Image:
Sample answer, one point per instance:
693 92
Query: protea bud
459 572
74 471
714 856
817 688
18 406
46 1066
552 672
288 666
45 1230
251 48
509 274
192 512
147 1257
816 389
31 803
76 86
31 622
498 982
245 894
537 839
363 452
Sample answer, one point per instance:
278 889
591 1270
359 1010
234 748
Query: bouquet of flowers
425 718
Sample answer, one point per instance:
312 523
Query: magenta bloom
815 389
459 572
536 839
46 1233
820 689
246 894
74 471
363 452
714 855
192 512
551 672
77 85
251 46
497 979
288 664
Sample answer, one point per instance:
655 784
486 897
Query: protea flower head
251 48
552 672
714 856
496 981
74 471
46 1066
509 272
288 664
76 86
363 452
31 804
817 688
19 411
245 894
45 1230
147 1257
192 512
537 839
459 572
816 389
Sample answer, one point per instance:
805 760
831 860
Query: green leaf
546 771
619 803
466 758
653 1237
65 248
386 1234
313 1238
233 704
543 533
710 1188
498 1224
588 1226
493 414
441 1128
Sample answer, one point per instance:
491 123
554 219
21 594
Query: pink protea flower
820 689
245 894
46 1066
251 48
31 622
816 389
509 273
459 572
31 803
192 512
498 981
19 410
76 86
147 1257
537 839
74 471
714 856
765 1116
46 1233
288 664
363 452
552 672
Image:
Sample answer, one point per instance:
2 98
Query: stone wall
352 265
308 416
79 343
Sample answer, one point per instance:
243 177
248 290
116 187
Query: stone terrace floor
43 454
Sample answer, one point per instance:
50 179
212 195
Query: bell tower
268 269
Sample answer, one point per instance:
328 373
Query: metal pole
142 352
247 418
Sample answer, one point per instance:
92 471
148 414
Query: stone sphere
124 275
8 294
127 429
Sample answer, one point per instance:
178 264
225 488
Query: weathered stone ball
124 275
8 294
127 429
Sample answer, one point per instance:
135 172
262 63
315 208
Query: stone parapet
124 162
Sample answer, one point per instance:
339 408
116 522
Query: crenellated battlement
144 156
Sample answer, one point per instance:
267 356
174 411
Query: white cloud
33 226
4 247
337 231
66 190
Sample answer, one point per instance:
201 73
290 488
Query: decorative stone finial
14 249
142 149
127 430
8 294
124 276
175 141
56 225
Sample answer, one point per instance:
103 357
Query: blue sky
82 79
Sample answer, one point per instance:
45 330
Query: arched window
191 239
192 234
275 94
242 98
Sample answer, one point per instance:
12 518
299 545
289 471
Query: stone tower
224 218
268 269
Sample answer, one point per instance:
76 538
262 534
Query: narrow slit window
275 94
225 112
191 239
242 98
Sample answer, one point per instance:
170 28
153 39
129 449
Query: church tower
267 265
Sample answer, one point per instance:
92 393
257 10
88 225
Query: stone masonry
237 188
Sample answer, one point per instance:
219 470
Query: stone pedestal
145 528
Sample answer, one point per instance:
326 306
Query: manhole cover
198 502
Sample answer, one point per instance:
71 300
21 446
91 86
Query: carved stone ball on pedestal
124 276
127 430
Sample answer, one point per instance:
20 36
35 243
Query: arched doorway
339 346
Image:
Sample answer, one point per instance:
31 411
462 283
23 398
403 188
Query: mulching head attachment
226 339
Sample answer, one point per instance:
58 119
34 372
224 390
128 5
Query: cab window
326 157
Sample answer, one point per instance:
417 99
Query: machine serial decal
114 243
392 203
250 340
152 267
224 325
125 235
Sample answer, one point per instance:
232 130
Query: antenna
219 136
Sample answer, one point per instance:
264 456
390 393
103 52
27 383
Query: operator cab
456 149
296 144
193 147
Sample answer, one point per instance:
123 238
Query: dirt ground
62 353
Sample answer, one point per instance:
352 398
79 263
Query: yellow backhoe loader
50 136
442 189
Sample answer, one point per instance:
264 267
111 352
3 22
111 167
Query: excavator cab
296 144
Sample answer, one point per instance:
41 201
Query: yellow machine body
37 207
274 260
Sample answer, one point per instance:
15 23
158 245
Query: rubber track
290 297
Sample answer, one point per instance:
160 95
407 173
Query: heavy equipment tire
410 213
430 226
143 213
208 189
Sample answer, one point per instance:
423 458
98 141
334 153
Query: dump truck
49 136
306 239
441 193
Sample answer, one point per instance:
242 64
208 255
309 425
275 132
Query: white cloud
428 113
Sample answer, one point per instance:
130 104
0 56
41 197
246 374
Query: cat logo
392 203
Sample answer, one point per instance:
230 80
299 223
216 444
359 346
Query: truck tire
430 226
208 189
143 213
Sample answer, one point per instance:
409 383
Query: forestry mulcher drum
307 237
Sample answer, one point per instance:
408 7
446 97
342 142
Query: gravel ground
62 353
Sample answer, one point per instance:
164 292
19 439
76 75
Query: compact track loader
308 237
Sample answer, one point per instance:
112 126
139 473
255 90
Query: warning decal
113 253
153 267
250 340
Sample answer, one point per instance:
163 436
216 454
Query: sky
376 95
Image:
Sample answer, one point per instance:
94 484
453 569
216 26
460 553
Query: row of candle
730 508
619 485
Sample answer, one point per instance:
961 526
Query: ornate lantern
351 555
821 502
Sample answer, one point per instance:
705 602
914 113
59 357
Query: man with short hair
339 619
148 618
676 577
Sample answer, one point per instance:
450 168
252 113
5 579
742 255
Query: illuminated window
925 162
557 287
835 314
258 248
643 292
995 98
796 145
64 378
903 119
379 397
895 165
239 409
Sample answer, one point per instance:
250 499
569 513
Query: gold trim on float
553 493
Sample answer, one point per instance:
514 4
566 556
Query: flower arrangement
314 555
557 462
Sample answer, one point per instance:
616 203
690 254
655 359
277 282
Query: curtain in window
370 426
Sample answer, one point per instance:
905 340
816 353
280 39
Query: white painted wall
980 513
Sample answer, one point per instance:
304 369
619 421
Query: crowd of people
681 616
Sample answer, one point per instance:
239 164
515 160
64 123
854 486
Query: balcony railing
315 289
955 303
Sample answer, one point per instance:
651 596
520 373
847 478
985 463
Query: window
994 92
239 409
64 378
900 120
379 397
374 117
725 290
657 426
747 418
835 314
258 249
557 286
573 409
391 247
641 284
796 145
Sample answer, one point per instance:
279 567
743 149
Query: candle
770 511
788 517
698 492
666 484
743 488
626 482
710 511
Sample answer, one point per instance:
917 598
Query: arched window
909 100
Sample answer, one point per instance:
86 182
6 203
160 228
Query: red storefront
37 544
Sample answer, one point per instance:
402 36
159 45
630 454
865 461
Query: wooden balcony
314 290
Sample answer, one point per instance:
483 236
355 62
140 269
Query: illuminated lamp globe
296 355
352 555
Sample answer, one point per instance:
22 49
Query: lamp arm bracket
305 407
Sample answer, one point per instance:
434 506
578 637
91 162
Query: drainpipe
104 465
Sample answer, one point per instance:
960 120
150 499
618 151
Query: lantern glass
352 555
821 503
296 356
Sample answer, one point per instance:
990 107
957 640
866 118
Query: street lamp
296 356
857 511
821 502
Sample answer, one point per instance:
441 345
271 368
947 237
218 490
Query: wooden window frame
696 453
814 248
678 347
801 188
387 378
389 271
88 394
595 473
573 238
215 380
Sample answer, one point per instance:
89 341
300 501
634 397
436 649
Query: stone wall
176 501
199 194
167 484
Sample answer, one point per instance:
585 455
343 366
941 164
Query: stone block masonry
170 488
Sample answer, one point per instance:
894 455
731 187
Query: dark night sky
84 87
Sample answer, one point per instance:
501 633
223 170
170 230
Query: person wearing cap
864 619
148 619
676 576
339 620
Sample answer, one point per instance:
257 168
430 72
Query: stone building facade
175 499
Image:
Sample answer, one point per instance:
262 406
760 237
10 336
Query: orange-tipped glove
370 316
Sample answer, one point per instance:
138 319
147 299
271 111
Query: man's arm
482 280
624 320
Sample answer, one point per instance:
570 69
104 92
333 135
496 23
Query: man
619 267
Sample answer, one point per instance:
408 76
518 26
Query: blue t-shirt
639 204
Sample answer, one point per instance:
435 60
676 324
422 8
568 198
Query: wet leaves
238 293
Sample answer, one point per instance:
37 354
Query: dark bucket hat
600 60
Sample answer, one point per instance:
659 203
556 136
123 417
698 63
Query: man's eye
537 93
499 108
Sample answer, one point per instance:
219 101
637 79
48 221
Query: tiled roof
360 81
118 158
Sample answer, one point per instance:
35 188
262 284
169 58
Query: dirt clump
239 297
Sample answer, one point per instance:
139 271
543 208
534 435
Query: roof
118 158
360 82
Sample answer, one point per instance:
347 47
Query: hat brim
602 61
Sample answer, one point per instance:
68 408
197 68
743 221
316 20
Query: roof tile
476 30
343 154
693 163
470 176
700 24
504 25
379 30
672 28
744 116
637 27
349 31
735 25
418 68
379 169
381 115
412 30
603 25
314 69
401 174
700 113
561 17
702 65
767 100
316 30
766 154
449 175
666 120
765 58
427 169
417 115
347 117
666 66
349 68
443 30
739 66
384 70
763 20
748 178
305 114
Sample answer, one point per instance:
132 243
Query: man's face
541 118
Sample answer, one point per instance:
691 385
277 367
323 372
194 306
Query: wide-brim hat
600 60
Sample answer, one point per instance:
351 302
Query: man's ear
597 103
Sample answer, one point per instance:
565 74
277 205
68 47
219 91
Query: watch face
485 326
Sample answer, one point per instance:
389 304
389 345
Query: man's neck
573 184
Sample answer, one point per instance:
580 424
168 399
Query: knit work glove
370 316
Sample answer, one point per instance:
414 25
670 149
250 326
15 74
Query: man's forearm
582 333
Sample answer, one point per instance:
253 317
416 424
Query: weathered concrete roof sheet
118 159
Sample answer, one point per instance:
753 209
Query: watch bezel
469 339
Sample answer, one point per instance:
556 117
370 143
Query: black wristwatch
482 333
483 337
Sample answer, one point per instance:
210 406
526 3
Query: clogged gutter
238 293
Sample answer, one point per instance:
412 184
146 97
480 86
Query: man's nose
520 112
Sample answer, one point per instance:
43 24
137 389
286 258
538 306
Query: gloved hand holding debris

## [Exercise requirements]
Filter the records above down to the lines containing the word "head" and copy each one.

## [Written answer]
Query: protea flower head
Query: mulching head attachment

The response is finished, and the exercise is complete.